#### Task statement:
Your task is to reproduce, exactly and only, the lines running from the line containing "Trace the outline of every instance of the veronica" to the end of the data below, both included.

The data Start Marker

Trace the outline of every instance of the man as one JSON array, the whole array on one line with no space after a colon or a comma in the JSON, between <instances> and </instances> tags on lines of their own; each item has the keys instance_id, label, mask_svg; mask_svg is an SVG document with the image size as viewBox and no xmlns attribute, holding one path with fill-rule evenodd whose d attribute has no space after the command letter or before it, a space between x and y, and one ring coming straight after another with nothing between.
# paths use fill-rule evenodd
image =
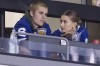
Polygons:
<instances>
[{"instance_id":1,"label":"man","mask_svg":"<svg viewBox=\"0 0 100 66\"><path fill-rule=\"evenodd\" d=\"M37 33L38 28L45 28L46 35L51 35L51 29L45 22L47 17L48 7L44 2L36 1L30 5L29 11L15 24L14 30L22 33ZM17 35L19 41L27 40L26 35ZM12 51L11 51L12 52ZM25 55L31 55L30 50L20 46L19 52ZM35 56L41 56L40 51L32 51ZM36 54L35 54L36 53ZM39 55L38 55L39 54ZM47 53L48 54L48 53Z\"/></svg>"},{"instance_id":2,"label":"man","mask_svg":"<svg viewBox=\"0 0 100 66\"><path fill-rule=\"evenodd\" d=\"M44 2L36 1L30 5L30 9L16 23L14 29L16 32L36 33L37 28L46 28L46 35L51 34L49 25L45 22L47 17L48 7ZM25 40L26 35L18 35L19 40Z\"/></svg>"}]
</instances>

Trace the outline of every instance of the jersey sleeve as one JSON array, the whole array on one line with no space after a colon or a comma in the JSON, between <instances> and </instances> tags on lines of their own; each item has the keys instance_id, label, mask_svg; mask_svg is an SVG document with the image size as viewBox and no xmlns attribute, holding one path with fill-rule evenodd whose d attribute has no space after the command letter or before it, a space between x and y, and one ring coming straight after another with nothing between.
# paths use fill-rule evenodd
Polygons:
<instances>
[{"instance_id":1,"label":"jersey sleeve","mask_svg":"<svg viewBox=\"0 0 100 66\"><path fill-rule=\"evenodd\" d=\"M22 23L17 23L14 29L16 30L16 32L29 33L27 26ZM26 35L21 35L21 34L18 34L17 37L20 40L26 40L28 38Z\"/></svg>"},{"instance_id":2,"label":"jersey sleeve","mask_svg":"<svg viewBox=\"0 0 100 66\"><path fill-rule=\"evenodd\" d=\"M88 31L87 31L87 29L85 29L85 30L82 32L80 41L81 41L81 42L88 43Z\"/></svg>"},{"instance_id":3,"label":"jersey sleeve","mask_svg":"<svg viewBox=\"0 0 100 66\"><path fill-rule=\"evenodd\" d=\"M61 37L61 32L59 29L55 30L53 33L52 33L52 36L58 36L58 37Z\"/></svg>"}]
</instances>

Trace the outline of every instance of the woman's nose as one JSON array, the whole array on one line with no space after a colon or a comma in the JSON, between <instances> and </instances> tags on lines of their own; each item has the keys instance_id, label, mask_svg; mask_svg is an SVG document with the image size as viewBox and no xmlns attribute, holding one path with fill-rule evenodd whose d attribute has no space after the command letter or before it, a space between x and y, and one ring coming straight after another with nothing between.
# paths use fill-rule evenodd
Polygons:
<instances>
[{"instance_id":1,"label":"woman's nose","mask_svg":"<svg viewBox=\"0 0 100 66\"><path fill-rule=\"evenodd\" d=\"M64 23L63 23L63 22L61 22L61 24L60 24L60 25L61 25L61 27L63 27L63 26L64 26Z\"/></svg>"}]
</instances>

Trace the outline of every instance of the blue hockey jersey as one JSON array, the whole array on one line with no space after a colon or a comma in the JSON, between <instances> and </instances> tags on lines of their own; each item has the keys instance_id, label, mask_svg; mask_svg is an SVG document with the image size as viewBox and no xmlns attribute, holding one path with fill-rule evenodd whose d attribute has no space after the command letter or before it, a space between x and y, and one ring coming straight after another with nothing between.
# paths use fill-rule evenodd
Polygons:
<instances>
[{"instance_id":1,"label":"blue hockey jersey","mask_svg":"<svg viewBox=\"0 0 100 66\"><path fill-rule=\"evenodd\" d=\"M53 36L58 36L61 37L62 32L61 29L57 29L56 31L53 32ZM82 26L78 26L77 31L75 35L72 36L74 41L80 41L80 42L88 42L88 31L86 28Z\"/></svg>"},{"instance_id":2,"label":"blue hockey jersey","mask_svg":"<svg viewBox=\"0 0 100 66\"><path fill-rule=\"evenodd\" d=\"M51 29L49 25L45 22L43 26L39 28L46 28L46 35L51 35ZM27 17L23 16L14 26L14 29L16 32L23 32L23 33L34 33L37 29L34 29L34 26L32 25L32 21ZM27 39L28 36L26 35L18 35L18 39Z\"/></svg>"}]
</instances>

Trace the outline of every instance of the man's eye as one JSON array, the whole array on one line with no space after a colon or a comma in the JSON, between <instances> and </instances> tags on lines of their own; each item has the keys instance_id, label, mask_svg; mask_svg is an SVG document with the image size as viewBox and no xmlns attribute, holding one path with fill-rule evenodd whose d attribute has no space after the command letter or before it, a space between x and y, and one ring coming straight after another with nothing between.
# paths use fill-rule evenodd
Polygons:
<instances>
[{"instance_id":1,"label":"man's eye","mask_svg":"<svg viewBox=\"0 0 100 66\"><path fill-rule=\"evenodd\" d=\"M39 12L40 14L43 14L43 12Z\"/></svg>"},{"instance_id":2,"label":"man's eye","mask_svg":"<svg viewBox=\"0 0 100 66\"><path fill-rule=\"evenodd\" d=\"M45 16L47 16L48 14L46 13Z\"/></svg>"}]
</instances>

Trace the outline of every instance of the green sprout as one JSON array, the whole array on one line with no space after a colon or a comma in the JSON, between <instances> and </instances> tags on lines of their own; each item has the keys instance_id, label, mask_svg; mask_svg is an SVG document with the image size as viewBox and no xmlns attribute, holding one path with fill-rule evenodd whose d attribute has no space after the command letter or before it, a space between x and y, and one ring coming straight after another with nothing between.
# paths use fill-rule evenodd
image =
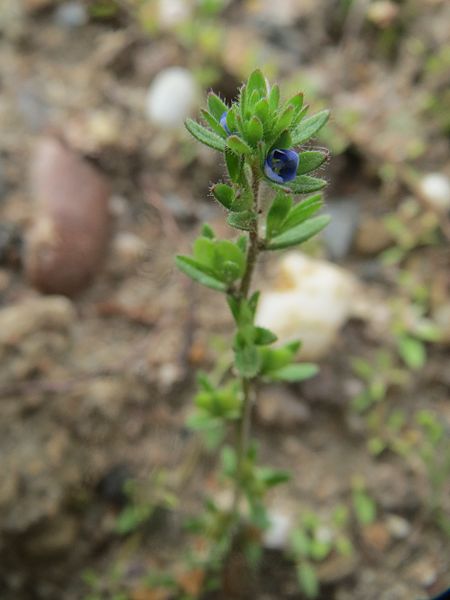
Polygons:
<instances>
[{"instance_id":1,"label":"green sprout","mask_svg":"<svg viewBox=\"0 0 450 600\"><path fill-rule=\"evenodd\" d=\"M217 565L246 525L260 531L267 527L265 495L289 478L284 471L258 465L257 444L251 439L257 384L298 382L317 373L315 365L297 362L300 342L273 346L276 335L255 324L259 292L252 290L262 253L298 246L329 222L327 215L319 214L323 199L318 192L326 181L312 175L328 155L303 149L329 113L323 110L306 117L307 108L301 93L282 101L278 85L270 86L256 70L231 105L210 93L207 108L201 111L203 124L186 121L195 139L224 158L227 180L213 185L211 191L225 210L228 225L238 231L234 240L218 239L205 224L192 255L176 257L185 275L224 295L235 326L229 378L217 385L213 377L199 375L200 389L188 420L195 430L213 432L210 442L221 446L221 477L232 491L228 509L210 502L203 519L197 521L200 529L204 526L213 532ZM303 194L312 195L296 201ZM266 198L270 208L264 214ZM255 555L250 551L253 542L246 549Z\"/></svg>"}]
</instances>

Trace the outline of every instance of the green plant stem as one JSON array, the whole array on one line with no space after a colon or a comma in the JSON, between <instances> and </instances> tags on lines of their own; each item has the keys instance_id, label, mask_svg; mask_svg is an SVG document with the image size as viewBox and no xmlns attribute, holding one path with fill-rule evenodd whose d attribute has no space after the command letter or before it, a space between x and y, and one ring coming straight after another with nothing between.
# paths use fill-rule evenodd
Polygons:
<instances>
[{"instance_id":1,"label":"green plant stem","mask_svg":"<svg viewBox=\"0 0 450 600\"><path fill-rule=\"evenodd\" d=\"M259 209L259 192L260 185L257 177L257 170L253 169L253 209L255 215L258 215ZM258 240L258 220L255 219L252 229L249 232L249 248L247 252L247 266L245 269L244 277L241 280L239 288L239 296L241 298L247 298L250 286L252 282L253 272L255 270L256 260L259 254L259 240ZM242 480L245 457L247 455L248 443L250 440L251 431L251 412L252 412L252 393L253 386L251 379L246 377L242 378L242 412L238 421L238 432L236 441L236 456L237 456L237 473L234 484L233 493L233 504L232 504L232 515L235 521L239 520L239 502L242 495Z\"/></svg>"}]
</instances>

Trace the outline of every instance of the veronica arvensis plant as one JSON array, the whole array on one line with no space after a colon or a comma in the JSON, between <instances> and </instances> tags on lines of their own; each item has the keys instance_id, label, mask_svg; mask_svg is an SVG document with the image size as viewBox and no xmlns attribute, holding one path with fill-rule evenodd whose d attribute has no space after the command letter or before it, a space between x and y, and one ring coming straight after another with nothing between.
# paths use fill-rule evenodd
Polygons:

The data End Marker

#### Worked solution:
Trace the outline of every instance of the veronica arvensis plant as one JSON array, the whole array on one line with no space after a colon or a comma in the JSON, between <instances> and </instances> tags on lines of their own; each item has the keys instance_id, label, mask_svg; mask_svg is an SVG document with the image size as viewBox and no xmlns attribute, holding one path with fill-rule evenodd whose d attribute has no space after the command letter or before it, a space between x and y, and one ring coming straight after another with nothing between.
# paths use fill-rule evenodd
Polygons:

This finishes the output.